■ **SOURCE TEXT**:
--*--

Literary Agents’ Centre

This is the most intense place at the Book Fair. There are about 500 agents from all over the world and the demand (for their services) is way greater than the supply (of willing agents). Luckily, much of it dating back to my Random House days, I have some wonderful agents. But with Japan, for example, I’ve had very little luck in even getting a meeting with agents. They’re already overbooked.

Access to this room is guarded. It helps to walk past the Monitors of the Gateway as if you belong. Agents have meetings every half hour, so you need to move along smartly. It’s a very exciting place.

About Lloyd Kahn

Lloyd Kahn started building his own home in the early '60s and went on to publish books showing homeowners how they could build their own homes with their own hands. He got his start in publishing by working as the shelter editor of the Whole Earth Catalog with Stewart Brand in the late '60s. He has since authored six highly-graphic books on homemade building, all of which are interrelated. The books, "The Shelter Library Of Building Books," include Shelter, Shelter II (1978), Home Work (2004), Builders of the Pacific Coast (2008), Tiny Homes (2012), and Tiny Homes on the Move (2014). Lloyd operates from Northern California studio built of recycled lumber, set in the midst of a vegetable garden, and hooked into the world via five Mac computers. You can check out videos (one with over 450,000 views) on Lloyd by doing a search on YouTube:

5 Responses to Literary Agents’ Centre

  1. with the advent of self publishing and e-books, do you think that this will be a fading trend? Have you seen it get smaller over the years?

--*--

■ **SET PROBLEM 1**: Reproduce the rows below verbatim, starting at the line that contains "Check that each instance of the sand" and ending at the line that contains "<point>780,299</point>". Include nothing outside that span.

--*--

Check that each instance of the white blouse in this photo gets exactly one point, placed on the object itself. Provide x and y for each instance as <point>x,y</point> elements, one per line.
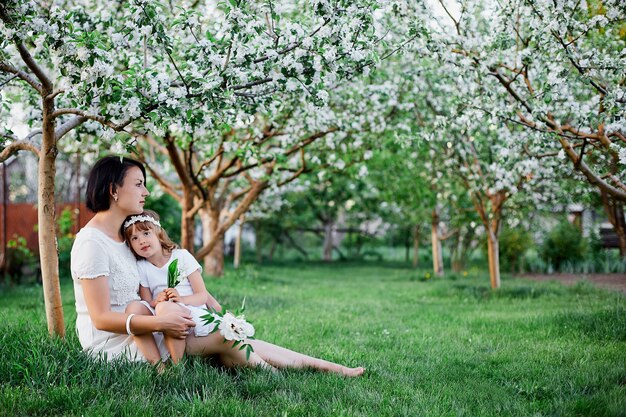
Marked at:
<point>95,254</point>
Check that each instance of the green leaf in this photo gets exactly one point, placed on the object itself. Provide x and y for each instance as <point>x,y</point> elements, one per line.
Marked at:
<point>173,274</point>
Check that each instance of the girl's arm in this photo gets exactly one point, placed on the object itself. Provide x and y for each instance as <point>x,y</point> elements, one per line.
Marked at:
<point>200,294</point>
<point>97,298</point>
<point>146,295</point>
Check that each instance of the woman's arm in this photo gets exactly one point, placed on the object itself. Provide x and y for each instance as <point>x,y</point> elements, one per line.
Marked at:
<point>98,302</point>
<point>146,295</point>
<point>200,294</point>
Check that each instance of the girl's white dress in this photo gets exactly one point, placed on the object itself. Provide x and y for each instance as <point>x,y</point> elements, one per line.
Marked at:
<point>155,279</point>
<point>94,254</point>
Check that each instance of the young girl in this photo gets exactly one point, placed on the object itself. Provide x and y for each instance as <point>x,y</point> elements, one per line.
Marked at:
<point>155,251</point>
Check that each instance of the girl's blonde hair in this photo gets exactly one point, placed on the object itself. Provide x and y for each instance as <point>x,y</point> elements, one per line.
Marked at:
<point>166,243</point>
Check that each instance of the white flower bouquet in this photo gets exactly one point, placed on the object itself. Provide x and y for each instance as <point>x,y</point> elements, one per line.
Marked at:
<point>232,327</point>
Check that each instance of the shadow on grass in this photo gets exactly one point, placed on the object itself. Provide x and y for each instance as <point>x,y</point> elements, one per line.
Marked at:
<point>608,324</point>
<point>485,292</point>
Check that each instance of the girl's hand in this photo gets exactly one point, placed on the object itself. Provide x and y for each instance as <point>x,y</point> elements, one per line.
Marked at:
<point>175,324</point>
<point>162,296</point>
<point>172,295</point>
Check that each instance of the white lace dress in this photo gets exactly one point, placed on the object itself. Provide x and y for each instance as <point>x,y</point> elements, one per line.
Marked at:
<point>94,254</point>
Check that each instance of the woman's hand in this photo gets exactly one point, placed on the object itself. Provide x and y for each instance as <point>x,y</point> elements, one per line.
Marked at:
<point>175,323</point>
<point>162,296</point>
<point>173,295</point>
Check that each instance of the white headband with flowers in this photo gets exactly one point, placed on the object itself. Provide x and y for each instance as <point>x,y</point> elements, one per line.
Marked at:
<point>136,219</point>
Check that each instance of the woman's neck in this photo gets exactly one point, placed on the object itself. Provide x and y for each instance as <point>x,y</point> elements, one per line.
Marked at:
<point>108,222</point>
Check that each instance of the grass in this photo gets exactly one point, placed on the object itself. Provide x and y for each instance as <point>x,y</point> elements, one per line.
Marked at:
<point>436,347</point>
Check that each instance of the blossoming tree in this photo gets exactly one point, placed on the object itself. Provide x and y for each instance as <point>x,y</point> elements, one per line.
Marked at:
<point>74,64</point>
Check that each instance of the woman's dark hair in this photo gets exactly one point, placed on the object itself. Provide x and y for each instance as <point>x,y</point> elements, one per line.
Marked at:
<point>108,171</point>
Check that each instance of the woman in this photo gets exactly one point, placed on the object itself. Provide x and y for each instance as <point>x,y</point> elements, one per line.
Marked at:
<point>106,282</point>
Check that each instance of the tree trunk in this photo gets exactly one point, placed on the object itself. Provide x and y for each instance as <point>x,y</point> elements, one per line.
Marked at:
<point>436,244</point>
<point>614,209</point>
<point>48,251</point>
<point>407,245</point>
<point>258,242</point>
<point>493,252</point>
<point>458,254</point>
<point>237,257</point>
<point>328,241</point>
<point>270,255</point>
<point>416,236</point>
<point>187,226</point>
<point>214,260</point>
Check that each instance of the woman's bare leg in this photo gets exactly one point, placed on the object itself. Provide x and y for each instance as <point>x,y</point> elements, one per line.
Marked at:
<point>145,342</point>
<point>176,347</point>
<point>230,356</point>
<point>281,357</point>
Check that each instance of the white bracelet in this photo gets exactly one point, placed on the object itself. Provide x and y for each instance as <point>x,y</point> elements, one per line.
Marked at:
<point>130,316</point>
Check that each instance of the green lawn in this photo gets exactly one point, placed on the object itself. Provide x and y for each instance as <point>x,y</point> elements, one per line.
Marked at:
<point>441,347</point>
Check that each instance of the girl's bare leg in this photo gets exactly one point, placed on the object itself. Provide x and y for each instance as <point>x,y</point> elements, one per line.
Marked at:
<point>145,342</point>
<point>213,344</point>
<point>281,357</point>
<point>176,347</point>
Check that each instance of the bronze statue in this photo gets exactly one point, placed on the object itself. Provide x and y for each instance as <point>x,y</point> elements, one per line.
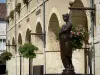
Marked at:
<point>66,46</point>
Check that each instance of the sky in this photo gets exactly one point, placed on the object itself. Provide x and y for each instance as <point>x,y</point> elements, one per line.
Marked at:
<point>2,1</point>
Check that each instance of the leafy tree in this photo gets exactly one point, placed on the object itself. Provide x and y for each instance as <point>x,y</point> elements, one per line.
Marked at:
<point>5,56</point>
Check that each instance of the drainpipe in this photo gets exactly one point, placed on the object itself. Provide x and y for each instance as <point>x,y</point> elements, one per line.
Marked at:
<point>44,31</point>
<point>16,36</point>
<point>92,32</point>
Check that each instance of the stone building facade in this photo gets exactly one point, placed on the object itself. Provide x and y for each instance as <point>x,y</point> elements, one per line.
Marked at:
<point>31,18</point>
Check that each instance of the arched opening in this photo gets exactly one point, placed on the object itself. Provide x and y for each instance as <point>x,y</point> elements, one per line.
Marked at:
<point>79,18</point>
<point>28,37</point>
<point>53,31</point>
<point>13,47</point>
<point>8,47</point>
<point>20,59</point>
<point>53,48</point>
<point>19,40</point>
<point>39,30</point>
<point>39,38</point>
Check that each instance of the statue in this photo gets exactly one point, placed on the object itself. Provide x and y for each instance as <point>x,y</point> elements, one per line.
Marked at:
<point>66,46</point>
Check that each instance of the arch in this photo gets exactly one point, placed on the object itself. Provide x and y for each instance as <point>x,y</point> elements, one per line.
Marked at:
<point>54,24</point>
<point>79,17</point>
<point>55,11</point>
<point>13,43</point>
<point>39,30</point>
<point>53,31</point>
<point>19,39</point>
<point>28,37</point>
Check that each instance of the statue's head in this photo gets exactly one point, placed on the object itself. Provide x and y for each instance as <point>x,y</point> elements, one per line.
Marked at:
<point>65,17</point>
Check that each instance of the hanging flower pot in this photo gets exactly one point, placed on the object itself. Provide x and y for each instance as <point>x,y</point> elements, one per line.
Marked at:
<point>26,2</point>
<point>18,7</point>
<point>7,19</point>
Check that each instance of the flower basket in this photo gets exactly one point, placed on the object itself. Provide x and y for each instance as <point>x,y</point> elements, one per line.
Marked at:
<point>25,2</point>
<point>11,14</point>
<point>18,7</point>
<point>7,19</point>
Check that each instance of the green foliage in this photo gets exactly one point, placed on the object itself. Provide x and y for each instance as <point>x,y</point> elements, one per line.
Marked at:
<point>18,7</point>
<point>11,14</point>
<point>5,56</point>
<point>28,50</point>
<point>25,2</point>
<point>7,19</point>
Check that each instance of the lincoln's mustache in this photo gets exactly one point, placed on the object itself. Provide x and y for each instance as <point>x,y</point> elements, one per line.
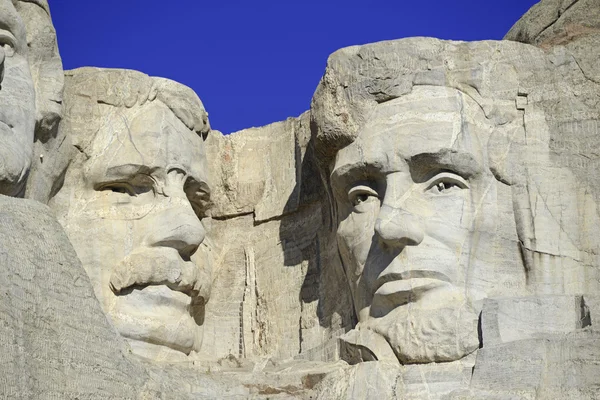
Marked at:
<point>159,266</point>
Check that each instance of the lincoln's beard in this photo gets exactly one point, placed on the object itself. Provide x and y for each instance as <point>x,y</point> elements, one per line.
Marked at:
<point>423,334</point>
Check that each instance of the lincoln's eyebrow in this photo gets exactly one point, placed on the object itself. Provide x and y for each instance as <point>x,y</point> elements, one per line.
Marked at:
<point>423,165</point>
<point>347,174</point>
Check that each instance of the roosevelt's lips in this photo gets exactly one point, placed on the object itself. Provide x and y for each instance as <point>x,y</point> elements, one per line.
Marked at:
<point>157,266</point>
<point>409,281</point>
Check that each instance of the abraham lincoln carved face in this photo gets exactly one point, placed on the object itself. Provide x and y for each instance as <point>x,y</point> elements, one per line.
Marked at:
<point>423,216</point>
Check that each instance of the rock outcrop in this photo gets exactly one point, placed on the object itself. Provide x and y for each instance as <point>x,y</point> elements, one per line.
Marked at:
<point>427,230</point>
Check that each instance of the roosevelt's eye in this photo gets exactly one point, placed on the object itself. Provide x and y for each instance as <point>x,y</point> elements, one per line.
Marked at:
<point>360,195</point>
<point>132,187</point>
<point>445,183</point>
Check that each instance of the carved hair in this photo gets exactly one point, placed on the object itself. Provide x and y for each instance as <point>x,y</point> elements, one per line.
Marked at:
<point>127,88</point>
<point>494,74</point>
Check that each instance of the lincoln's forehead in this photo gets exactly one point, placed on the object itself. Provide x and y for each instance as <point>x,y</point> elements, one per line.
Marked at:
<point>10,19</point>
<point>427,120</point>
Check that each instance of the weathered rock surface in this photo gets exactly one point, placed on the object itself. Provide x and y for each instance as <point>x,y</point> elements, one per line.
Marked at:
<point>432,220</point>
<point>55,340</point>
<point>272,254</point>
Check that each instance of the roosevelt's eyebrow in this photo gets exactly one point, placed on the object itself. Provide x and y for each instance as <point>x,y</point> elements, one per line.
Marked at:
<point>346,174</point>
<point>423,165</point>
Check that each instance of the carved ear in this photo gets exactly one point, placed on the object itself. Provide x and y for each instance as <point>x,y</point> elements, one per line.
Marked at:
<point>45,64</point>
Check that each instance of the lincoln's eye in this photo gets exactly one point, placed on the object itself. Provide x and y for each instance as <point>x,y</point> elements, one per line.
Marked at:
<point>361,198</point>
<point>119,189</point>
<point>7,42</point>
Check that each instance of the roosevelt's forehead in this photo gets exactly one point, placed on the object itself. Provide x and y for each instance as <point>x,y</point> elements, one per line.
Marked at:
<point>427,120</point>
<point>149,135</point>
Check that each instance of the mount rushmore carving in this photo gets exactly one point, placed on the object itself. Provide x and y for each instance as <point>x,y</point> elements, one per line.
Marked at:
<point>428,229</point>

--*--

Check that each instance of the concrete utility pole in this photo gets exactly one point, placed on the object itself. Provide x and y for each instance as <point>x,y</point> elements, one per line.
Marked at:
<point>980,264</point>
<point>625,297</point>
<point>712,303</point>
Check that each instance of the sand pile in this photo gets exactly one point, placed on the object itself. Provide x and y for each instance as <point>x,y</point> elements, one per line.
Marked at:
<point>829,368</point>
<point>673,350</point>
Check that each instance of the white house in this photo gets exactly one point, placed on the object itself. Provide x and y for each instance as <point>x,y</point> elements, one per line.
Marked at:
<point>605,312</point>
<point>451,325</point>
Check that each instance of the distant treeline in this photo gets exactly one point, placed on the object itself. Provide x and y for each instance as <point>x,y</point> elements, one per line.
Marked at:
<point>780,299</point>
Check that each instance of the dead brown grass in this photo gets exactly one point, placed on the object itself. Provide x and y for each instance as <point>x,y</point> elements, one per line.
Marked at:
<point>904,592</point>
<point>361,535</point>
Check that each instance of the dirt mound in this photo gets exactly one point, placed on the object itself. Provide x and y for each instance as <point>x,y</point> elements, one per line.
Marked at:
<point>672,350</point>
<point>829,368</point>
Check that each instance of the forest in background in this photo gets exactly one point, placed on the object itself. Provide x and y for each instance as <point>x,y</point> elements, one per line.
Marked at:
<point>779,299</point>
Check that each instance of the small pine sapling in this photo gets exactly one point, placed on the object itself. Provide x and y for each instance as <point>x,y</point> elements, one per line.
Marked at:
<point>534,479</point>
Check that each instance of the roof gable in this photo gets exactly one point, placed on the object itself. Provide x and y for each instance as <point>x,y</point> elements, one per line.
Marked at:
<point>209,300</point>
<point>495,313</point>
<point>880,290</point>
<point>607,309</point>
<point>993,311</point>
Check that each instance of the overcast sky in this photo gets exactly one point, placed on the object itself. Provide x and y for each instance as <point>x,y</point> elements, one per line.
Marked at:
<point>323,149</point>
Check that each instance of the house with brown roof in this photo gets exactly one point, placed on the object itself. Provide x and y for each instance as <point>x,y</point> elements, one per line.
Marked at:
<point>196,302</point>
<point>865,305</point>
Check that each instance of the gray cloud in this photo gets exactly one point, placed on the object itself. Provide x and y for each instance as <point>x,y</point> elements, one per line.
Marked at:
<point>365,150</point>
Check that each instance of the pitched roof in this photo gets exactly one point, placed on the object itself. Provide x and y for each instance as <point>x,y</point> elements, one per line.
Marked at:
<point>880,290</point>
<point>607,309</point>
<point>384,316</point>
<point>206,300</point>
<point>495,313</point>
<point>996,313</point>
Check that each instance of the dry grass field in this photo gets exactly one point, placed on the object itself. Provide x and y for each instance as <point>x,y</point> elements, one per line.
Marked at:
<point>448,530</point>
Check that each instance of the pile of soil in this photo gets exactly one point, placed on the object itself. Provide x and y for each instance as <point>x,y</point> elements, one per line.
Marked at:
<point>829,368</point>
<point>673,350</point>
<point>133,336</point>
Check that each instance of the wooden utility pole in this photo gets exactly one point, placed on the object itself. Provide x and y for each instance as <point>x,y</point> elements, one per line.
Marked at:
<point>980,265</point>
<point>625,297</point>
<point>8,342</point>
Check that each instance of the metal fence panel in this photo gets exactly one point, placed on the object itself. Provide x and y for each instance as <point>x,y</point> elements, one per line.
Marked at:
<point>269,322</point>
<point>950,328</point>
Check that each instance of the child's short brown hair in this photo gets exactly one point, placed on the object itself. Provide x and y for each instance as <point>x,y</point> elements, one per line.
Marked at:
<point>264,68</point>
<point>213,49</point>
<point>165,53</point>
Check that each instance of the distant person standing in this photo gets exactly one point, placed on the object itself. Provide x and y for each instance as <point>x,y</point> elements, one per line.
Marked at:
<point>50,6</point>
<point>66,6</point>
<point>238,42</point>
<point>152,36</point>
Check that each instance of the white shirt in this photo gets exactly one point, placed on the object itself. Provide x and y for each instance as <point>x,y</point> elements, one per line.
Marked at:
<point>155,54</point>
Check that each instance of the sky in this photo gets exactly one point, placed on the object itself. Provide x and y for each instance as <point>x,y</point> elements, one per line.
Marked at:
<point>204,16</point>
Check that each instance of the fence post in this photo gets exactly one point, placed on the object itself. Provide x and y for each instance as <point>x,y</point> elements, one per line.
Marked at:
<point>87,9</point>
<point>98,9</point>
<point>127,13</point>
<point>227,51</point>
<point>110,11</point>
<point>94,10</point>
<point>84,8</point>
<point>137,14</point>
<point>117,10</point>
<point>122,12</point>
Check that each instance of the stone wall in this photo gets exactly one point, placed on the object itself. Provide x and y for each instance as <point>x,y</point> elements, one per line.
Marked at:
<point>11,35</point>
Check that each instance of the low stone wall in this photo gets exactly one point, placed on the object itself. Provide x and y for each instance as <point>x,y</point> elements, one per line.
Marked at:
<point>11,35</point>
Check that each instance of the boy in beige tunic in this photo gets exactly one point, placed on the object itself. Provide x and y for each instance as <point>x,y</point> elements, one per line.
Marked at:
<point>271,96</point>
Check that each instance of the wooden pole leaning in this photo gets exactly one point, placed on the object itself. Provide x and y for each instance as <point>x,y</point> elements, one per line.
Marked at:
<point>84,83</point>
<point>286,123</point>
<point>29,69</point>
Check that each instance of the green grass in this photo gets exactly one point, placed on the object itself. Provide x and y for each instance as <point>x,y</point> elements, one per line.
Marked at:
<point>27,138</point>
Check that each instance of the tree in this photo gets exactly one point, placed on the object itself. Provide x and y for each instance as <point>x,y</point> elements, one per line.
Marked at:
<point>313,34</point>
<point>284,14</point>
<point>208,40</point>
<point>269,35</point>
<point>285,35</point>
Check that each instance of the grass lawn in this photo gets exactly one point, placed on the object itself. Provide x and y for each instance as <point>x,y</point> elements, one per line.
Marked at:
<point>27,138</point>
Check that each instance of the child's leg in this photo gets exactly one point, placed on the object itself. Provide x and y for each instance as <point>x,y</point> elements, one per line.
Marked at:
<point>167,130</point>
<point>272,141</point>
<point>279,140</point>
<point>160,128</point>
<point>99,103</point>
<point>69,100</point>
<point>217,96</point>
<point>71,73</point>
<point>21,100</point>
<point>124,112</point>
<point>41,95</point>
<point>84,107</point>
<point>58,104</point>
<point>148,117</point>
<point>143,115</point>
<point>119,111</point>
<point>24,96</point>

--*--

■ **SET PROBLEM 2**: In two sentences, summarize the text on the Literary Agents' Centre above.

■ **FINAL ANSWER 1**:
Check that each instance of the sand pile in this photo gets exactly one point, placed on the object itself. Provide x and y for each instance as <point>x,y</point> elements, one per line.
Marked at:
<point>829,368</point>
<point>673,350</point>
Check that each instance of the white house in this photo gets exactly one point, placed on the object itself. Provide x and y for each instance as <point>x,y</point> elements, one per line.
Marked at:
<point>605,312</point>
<point>451,325</point>
Check that each instance of the distant treeline in this photo gets exactly one point, placed on the object itself. Provide x and y for each instance as <point>x,y</point> elements, one per line.
Marked at:
<point>780,299</point>

■ **FINAL ANSWER 2**: The Literary Agents' Centre is the most intense place at the Book Fair, with about 500 agents from all over the world and demand for their services far greater than the supply of willing agents. Access to the room is guarded, and agents have meetings every half hour, so visitors need to move along smartly.